WHAT IS NEEDED — Whenever a line of the data below holds the string "handle", copy that line.

EXCERPTED DATA —
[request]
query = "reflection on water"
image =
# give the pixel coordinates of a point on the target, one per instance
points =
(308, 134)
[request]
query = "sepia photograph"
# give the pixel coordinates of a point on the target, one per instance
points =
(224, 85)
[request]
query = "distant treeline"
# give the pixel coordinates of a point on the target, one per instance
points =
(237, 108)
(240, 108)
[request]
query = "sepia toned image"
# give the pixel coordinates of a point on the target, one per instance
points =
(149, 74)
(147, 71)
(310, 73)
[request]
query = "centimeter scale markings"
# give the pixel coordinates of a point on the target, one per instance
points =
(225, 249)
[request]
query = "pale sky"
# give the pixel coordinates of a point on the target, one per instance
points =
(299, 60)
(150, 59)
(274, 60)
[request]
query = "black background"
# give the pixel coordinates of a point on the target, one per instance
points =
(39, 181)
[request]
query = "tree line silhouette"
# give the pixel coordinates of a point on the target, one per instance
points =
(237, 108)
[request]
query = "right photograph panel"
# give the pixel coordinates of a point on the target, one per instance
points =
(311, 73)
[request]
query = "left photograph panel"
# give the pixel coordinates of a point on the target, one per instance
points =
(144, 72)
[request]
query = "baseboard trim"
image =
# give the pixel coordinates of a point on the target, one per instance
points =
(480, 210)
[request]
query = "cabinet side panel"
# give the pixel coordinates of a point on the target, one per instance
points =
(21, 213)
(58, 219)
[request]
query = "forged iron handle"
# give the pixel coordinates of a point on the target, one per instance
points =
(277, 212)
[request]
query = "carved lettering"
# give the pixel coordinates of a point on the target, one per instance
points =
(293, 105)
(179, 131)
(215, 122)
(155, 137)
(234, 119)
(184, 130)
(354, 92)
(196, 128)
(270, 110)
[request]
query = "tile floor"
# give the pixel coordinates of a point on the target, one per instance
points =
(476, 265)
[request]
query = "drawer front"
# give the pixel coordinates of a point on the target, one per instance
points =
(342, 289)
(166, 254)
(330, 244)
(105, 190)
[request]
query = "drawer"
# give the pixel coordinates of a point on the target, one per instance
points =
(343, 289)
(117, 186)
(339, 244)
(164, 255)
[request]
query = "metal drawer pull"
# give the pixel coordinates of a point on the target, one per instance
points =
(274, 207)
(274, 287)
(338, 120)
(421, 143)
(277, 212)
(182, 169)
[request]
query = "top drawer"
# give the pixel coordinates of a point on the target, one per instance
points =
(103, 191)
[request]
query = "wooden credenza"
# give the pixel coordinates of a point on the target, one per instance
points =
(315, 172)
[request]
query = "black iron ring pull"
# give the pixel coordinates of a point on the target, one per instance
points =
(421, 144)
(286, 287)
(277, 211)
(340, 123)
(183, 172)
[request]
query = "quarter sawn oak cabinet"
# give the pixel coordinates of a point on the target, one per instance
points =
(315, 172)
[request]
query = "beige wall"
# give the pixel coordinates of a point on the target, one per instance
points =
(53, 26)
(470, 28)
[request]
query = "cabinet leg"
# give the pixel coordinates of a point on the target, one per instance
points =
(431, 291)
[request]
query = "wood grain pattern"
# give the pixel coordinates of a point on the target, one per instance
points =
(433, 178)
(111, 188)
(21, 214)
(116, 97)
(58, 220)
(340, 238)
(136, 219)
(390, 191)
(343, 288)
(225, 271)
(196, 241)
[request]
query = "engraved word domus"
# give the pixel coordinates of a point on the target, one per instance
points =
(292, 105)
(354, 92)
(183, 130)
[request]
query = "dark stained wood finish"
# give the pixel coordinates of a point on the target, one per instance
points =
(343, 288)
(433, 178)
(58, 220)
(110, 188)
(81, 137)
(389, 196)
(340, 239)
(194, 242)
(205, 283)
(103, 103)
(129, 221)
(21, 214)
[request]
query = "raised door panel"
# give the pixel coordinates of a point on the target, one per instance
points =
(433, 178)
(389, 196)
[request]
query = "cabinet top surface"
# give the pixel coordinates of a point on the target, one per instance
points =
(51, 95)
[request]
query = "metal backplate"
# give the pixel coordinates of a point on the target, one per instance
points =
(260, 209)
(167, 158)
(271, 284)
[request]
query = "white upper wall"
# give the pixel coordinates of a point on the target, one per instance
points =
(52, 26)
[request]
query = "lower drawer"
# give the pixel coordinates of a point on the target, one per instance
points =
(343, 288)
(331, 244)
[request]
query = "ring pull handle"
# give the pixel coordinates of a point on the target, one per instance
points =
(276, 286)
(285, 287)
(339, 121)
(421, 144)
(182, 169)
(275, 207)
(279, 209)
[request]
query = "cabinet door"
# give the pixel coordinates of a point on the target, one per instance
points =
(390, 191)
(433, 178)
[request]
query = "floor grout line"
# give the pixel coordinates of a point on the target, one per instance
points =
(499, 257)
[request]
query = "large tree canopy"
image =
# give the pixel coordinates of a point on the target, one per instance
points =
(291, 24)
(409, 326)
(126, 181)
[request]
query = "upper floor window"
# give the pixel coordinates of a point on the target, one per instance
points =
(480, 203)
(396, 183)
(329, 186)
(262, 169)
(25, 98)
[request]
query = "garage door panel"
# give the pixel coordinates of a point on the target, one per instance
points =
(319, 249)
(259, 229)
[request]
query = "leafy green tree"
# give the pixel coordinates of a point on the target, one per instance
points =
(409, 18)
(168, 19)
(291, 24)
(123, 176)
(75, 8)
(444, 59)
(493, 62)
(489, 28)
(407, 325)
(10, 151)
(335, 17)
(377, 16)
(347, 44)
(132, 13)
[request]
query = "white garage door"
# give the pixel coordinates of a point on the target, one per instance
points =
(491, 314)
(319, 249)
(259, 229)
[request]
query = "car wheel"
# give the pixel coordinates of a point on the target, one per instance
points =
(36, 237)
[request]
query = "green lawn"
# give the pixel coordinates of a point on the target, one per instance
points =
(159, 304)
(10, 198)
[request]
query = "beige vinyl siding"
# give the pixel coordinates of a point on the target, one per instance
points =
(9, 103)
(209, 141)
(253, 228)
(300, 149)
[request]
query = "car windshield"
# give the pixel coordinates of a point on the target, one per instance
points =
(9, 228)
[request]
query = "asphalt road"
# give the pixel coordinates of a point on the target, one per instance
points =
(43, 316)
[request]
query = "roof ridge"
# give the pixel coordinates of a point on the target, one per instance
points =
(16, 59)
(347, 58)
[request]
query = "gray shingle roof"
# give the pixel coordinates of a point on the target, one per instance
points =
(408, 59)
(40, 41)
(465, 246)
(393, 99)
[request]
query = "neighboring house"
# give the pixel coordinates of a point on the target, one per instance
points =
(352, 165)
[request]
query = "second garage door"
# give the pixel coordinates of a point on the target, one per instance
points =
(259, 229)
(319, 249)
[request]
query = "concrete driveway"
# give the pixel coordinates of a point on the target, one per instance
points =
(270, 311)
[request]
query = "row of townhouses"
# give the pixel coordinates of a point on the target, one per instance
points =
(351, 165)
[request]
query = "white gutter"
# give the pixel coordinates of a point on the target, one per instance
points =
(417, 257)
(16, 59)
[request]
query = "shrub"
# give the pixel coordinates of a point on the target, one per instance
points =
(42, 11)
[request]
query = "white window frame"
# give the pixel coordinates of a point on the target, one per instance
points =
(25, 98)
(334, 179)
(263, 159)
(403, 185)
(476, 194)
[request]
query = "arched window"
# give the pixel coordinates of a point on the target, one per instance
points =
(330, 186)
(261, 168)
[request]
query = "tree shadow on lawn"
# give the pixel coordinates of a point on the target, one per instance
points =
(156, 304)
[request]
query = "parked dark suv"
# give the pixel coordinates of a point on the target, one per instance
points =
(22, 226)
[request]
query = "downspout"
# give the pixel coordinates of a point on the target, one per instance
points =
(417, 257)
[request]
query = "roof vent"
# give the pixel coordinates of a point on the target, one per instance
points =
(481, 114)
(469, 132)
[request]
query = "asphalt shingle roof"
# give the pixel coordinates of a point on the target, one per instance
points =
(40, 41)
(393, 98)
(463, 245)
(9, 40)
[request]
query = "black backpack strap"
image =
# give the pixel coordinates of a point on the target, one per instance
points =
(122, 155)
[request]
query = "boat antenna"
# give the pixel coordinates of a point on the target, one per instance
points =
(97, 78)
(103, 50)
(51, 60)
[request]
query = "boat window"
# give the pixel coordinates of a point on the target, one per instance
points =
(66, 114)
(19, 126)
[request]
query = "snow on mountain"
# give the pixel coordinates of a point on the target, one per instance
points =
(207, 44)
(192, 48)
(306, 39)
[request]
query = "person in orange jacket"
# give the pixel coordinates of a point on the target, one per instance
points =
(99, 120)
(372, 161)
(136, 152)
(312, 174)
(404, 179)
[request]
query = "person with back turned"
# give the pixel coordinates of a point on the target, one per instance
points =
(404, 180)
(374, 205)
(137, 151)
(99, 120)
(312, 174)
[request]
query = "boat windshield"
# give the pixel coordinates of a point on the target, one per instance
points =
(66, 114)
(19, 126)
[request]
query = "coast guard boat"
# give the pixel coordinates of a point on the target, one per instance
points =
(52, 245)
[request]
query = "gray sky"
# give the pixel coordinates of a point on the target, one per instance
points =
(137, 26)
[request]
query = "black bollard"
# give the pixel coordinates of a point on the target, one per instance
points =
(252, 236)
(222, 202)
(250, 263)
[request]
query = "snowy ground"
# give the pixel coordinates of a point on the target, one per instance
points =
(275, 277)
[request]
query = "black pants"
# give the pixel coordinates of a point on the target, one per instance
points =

WRITTEN RESPONSE —
query = "forged iron handle"
query = "ring pull handle"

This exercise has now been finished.